=== Records to process ===

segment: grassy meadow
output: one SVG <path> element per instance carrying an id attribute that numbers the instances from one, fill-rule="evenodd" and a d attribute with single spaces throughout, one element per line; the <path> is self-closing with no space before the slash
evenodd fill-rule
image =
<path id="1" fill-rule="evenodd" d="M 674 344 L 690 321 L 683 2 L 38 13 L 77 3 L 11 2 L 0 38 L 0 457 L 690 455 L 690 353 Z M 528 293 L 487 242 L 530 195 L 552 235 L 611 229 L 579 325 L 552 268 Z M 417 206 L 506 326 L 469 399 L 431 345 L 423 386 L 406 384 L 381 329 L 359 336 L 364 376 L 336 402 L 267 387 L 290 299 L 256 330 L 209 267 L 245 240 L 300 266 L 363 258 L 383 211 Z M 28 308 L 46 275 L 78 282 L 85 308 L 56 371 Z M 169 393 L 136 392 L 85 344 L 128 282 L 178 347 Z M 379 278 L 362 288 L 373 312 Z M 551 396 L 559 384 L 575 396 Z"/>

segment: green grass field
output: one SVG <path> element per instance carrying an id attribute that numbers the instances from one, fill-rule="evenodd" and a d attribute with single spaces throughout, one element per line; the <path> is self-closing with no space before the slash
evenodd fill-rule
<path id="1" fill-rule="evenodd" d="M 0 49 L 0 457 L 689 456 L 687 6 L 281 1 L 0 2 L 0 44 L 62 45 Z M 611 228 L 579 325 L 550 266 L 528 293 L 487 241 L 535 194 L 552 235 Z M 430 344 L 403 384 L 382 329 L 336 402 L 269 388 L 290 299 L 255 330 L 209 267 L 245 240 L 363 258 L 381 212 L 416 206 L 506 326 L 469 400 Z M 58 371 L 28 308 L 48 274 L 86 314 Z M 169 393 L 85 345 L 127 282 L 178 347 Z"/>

===
=== Records to process ===

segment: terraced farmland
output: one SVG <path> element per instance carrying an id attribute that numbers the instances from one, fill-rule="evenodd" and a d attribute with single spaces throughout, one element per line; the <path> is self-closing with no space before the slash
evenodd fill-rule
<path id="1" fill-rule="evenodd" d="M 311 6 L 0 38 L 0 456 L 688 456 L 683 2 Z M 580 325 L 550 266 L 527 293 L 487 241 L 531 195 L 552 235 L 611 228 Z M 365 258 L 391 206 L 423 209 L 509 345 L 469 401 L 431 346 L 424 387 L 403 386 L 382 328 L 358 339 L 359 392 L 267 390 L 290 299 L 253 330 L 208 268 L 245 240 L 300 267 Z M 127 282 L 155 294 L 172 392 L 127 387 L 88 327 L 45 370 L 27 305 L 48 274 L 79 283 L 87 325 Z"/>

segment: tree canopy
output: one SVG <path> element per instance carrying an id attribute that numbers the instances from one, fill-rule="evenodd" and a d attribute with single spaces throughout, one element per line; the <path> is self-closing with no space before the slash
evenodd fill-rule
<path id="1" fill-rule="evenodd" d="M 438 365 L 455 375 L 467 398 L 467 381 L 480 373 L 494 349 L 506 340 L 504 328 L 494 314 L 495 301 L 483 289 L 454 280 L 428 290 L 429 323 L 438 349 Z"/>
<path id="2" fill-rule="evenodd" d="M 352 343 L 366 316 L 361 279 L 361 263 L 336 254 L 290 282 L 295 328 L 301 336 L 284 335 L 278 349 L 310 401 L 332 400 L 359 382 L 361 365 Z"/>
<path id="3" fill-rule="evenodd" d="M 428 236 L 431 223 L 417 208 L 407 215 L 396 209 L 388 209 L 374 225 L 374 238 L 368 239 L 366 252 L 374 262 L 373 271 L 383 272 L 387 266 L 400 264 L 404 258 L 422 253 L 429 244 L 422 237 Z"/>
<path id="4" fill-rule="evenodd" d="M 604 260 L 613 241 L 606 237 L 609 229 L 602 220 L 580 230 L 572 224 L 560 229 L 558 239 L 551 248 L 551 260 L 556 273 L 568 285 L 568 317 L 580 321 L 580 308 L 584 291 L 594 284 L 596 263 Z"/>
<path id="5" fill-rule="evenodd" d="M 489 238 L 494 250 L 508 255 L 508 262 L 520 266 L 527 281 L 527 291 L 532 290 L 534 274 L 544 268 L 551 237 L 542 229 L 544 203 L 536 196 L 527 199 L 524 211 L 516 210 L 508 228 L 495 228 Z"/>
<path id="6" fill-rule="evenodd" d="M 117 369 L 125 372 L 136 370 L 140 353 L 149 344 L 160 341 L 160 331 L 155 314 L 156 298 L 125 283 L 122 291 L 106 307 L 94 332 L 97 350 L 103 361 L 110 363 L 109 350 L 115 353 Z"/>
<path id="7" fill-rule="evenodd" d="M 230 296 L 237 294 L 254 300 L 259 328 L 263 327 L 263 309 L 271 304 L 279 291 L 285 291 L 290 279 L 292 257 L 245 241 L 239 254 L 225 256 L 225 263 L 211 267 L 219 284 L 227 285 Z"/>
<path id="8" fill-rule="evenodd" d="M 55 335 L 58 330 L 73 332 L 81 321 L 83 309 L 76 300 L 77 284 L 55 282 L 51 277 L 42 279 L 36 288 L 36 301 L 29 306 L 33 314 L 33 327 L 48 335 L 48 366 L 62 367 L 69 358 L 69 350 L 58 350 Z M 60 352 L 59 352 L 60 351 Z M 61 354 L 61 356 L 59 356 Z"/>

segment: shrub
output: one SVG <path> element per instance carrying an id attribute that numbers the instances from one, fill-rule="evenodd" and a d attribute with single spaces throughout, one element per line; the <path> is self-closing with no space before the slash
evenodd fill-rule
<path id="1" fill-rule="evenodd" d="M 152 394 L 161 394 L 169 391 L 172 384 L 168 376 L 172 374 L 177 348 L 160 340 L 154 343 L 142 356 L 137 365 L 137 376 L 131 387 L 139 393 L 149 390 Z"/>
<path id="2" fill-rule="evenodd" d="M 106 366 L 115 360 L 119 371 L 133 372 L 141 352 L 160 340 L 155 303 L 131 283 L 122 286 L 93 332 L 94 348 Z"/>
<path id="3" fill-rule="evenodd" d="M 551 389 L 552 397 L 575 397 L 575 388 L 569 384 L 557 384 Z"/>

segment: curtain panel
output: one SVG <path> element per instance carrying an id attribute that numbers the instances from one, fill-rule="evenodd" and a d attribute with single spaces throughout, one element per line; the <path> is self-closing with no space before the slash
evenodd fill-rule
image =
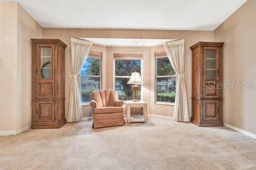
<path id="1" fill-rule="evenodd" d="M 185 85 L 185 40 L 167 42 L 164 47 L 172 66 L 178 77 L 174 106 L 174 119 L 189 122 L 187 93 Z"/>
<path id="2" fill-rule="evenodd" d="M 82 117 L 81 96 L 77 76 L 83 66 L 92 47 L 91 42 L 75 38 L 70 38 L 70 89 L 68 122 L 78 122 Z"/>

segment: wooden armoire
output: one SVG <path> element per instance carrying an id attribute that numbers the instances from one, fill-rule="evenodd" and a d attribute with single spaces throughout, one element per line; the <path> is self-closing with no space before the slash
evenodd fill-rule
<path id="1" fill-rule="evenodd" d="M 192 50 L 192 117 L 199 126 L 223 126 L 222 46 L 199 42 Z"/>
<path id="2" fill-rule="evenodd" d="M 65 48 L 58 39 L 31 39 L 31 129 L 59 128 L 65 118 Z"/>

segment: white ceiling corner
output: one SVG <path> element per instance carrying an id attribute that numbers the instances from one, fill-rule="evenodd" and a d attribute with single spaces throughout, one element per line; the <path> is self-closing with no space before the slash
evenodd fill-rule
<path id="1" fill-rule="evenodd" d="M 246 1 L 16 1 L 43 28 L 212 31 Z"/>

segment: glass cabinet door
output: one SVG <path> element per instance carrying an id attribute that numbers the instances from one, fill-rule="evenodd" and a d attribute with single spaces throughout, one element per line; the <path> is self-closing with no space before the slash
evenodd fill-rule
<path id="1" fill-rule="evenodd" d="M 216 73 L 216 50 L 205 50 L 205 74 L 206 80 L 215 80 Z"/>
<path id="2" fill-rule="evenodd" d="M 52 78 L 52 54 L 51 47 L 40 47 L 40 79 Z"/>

===

= Objective =
Could you arrange the lines starting with the line containing "segment: green grass field" and going on through the line containing "0 457 L 689" as a two-column CSV with the headers request and answer? Each row should hold a request text and its answer, each in a single quoted field, with line breaks turned into spaces.

= Written answer =
request,answer
"segment: green grass field output: one SVG <path> element per instance carrying an id attribute that numbers the instances from one, fill-rule=""evenodd"" and a d attribute with single spaces throughout, one element per line; the <path> is self-closing with no space before the slash evenodd fill-rule","<path id=""1"" fill-rule=""evenodd"" d=""M 0 49 L 0 457 L 689 456 L 687 6 L 281 1 L 0 2 L 0 44 L 62 45 Z M 611 228 L 579 325 L 550 266 L 528 293 L 487 241 L 535 194 L 552 235 Z M 430 344 L 403 384 L 382 329 L 336 402 L 269 388 L 290 299 L 255 330 L 209 267 L 245 240 L 363 258 L 381 212 L 416 206 L 506 326 L 469 400 Z M 58 371 L 28 308 L 48 274 L 86 314 Z M 169 393 L 85 345 L 127 282 L 178 347 Z""/>"